### [DATA SHOWN]
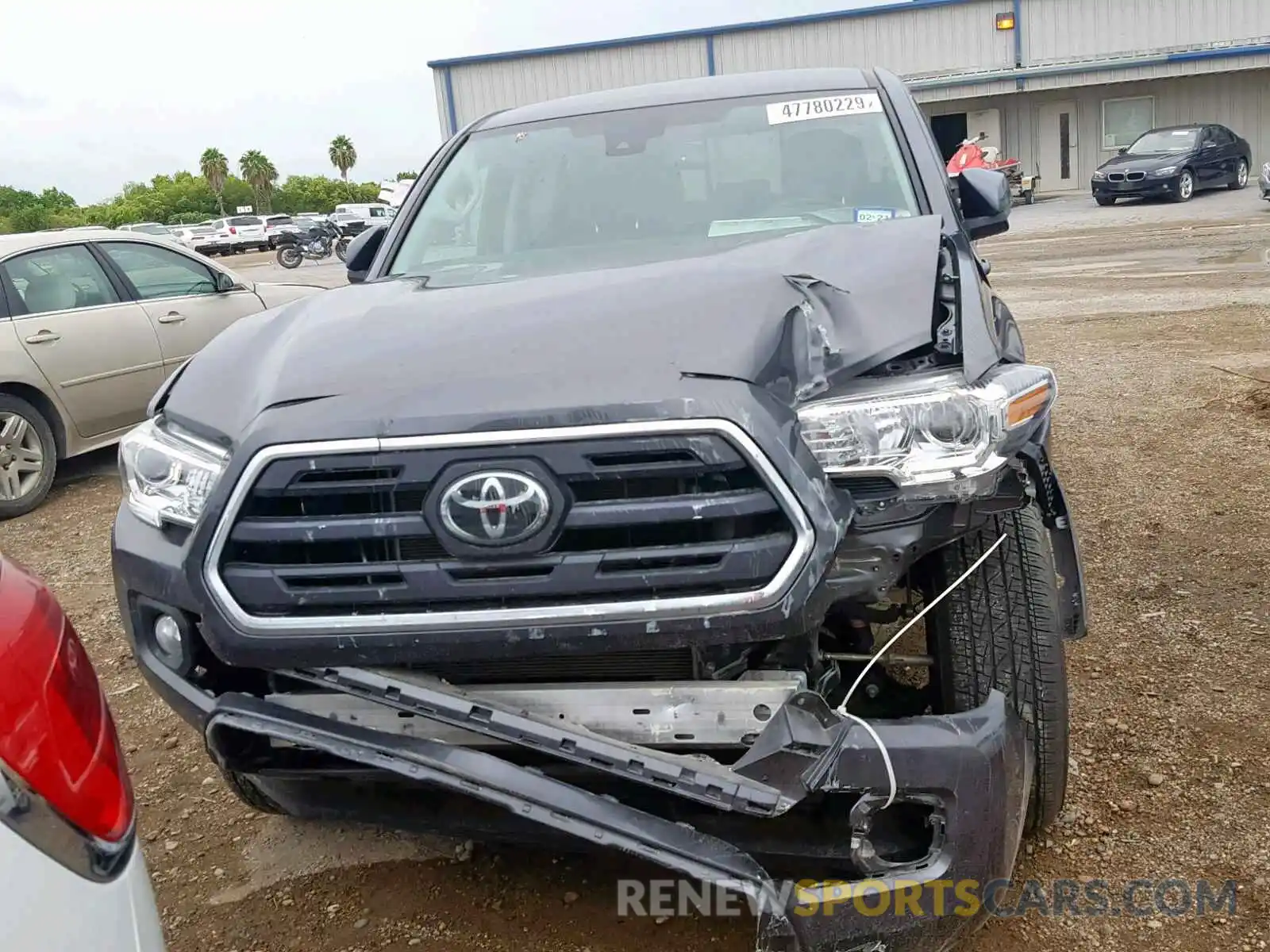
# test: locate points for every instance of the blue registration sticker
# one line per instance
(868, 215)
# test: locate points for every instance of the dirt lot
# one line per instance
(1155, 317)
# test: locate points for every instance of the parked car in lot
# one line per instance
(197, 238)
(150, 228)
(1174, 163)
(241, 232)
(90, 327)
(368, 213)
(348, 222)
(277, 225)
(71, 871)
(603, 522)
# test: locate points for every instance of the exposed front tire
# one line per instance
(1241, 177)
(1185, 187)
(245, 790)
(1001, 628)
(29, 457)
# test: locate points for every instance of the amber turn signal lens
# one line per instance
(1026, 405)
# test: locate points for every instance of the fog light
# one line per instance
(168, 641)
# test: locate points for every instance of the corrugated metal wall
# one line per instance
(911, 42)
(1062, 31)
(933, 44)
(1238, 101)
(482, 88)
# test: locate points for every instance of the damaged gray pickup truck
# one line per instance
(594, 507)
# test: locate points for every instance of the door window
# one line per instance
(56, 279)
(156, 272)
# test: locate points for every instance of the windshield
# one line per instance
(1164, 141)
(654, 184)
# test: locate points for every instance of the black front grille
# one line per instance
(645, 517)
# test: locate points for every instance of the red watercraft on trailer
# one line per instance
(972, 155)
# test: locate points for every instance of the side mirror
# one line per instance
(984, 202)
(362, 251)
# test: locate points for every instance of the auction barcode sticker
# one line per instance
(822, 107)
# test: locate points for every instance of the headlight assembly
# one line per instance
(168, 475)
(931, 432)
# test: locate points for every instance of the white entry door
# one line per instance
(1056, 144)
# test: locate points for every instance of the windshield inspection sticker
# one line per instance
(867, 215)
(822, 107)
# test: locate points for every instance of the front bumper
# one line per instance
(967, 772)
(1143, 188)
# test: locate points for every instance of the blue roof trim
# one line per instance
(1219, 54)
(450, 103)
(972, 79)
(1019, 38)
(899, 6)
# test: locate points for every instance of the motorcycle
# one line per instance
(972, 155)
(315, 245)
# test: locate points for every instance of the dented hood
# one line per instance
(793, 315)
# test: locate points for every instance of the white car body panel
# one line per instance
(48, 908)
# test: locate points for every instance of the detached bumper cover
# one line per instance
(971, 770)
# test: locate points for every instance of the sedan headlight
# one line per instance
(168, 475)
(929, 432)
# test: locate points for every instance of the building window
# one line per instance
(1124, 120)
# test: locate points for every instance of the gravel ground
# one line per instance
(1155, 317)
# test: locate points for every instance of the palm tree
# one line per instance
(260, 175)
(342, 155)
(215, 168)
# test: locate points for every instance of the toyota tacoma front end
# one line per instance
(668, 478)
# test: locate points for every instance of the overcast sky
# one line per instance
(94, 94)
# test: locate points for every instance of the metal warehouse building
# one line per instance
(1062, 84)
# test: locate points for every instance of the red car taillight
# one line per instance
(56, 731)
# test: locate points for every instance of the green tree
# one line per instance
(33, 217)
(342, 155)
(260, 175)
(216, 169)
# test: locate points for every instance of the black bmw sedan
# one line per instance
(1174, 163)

### [GIVEN TASK]
Switch each "one line per instance" in the data above to "one line per match" and write out the lines again with nothing else changed, leaving the pictures out.

### [REPLY]
# test: locate points for every instance of the blue registration sticker
# one line per match
(868, 215)
# test: locate points for every instance of the dirt lot
# one line per match
(1155, 317)
# test: locate points for every instance of the parked car in lot
# one line per match
(197, 238)
(150, 228)
(1174, 163)
(241, 232)
(90, 327)
(368, 213)
(348, 222)
(277, 225)
(71, 871)
(603, 522)
# test: locate points for every instance of the exposed front tire
# one line per match
(1241, 177)
(1185, 187)
(245, 790)
(1001, 628)
(29, 457)
# test: locate points for every instance of the amber turn signal lens
# one line per match
(1026, 405)
# test: locate points for every instance of the fog light
# one line per match
(168, 641)
# test: locate points for every instance of the corrugated metal wall
# one line per match
(911, 42)
(1062, 31)
(933, 44)
(1238, 101)
(482, 88)
# test: locate points for every instance of the damaged gray pickup truck
# one line per match
(594, 507)
# test: locate points for every instance of the door window
# one line per match
(56, 279)
(156, 272)
# test: locate points for every instance of the windshield
# one line per match
(1164, 141)
(654, 184)
# test: locate points for every instance of the black front grille
# one line per match
(645, 517)
# test: locate points for every instance of the red watercraft on trailer
# one line per match
(972, 155)
# test: locate points for every instance of the side mirror
# one line per match
(984, 202)
(362, 251)
# test: locate points for every instance of the auction barcode sticker
# one line per match
(822, 107)
# test: locate points for every instance of the headlight assembly
# one line per match
(168, 475)
(931, 432)
# test: locate points for every instance of the white entry door
# one line per match
(1056, 144)
# test: locate points for every instance of the windshield inspection sticker
# one line per match
(867, 215)
(822, 107)
# test: locate points for every instance of the front bumper
# one line per match
(967, 772)
(1143, 188)
# test: locate points for every instance of the blue roof trim
# one line per match
(1219, 54)
(450, 103)
(972, 79)
(1019, 38)
(899, 6)
# test: locate points for every instance of the motorcycle
# one line per match
(972, 155)
(315, 245)
# test: locate points for every instance of the dented hood
# one line per match
(793, 315)
# test: locate points for every instance of the white car body panel
# one line per match
(48, 908)
# test: locate points for every instance of the detached bumper cover
# one line per match
(971, 770)
# test: locate points for every instance of the sedan headlight
# one line per match
(168, 475)
(929, 432)
# test: locate points for every instance of the building window
# one line per match
(1124, 120)
# test: locate points for every instance of the gravel ground
# one line per match
(1155, 317)
# test: locate points for every instance of the palm tree
# one line per match
(260, 175)
(342, 155)
(215, 168)
# test: locate points for every instance of the toyota tacoma front end
# one line per match
(668, 478)
# test: locate points for every instance of the overcast sky
# one line per match
(94, 94)
# test: locate points for every instance of the metal warehouse building
# one line per match
(1062, 84)
# test: locate points for every instance of the red car taillight
# one line per match
(56, 731)
# test: locate points for every instance of the green tree
# one line per match
(33, 217)
(342, 155)
(260, 175)
(216, 169)
# test: locate points for every instance of the black bmw sedan
# one line per match
(1174, 163)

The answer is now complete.